> **Exercise input**:
■ ■ ■ ■

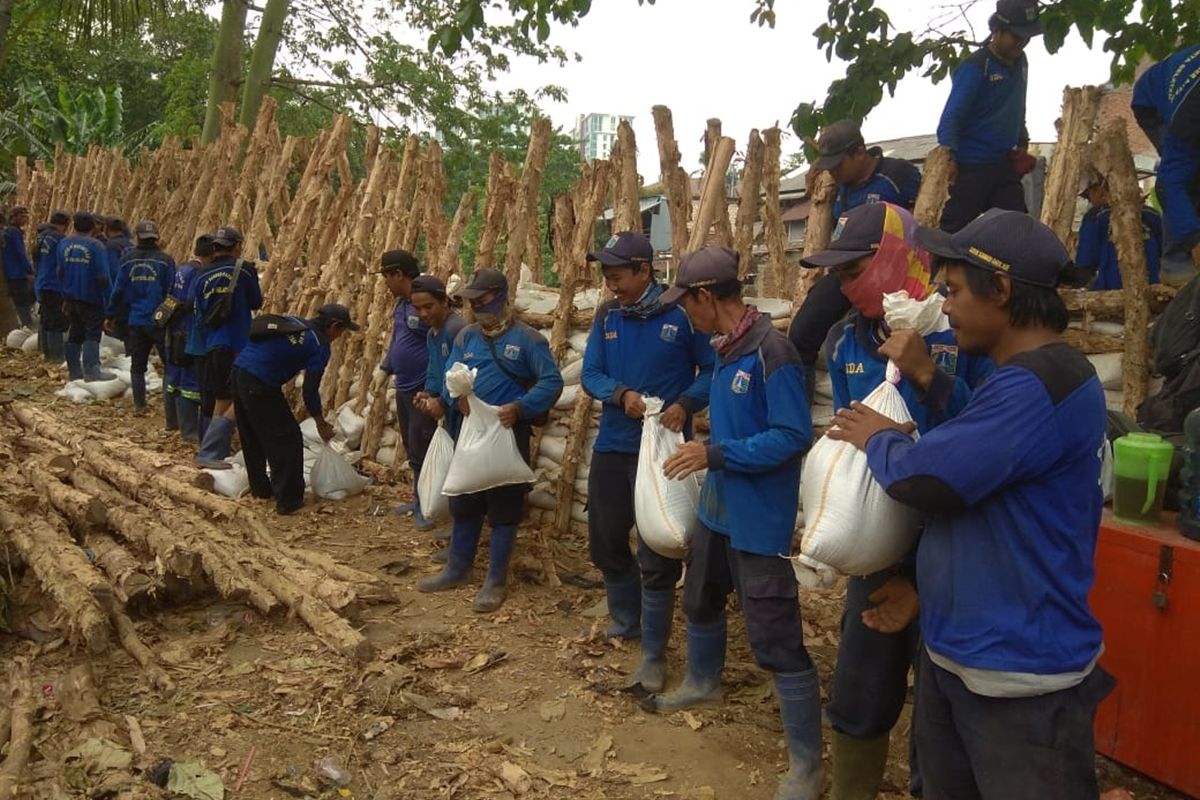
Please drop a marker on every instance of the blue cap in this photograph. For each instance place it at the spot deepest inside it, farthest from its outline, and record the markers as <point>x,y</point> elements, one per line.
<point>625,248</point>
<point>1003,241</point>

■ ■ ■ ■

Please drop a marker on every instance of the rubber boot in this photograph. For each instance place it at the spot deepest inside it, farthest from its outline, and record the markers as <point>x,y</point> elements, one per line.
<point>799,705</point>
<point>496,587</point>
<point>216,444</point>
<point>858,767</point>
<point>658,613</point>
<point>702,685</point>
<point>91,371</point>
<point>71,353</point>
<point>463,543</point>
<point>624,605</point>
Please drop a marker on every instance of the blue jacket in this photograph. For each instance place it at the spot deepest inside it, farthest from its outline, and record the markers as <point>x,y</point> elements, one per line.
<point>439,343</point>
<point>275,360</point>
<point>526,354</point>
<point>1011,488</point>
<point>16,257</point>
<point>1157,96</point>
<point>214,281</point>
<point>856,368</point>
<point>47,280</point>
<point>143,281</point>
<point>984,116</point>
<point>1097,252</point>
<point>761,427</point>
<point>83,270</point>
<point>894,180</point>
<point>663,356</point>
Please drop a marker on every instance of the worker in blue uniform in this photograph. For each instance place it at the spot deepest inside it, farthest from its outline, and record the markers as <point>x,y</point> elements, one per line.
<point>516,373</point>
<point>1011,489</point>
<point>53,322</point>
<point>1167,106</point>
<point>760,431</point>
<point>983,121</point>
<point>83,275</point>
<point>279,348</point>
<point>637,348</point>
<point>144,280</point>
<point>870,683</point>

■ ■ ■ ■

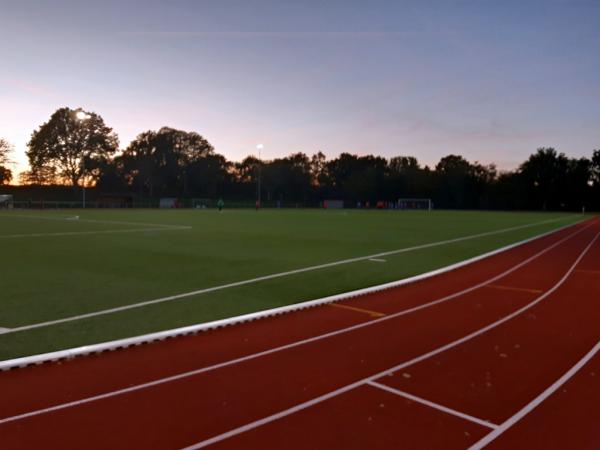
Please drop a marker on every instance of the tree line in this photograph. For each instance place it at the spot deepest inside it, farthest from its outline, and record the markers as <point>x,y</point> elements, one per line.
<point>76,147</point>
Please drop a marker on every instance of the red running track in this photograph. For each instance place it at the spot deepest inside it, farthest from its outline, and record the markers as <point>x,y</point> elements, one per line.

■ ■ ■ ■

Repeat word for word the lines above that run from the line containing "Please drop a marker on every instance of the tree" through the line containing "Please drop a marker on every instance of the red", both ends included, and nothing else.

Please drop a marker on every instance of the tree line in this photograph. For each instance place it at the spot deepest inside it, farthest from its outline, and record the markers as <point>x,y</point> elements, one per line.
<point>76,147</point>
Please drop a marker on every instance of the red running track in this photograph. For each instance place it at the spot deepest inside it, farthest from its outline, and record the markers as <point>x,y</point> elements, one per line.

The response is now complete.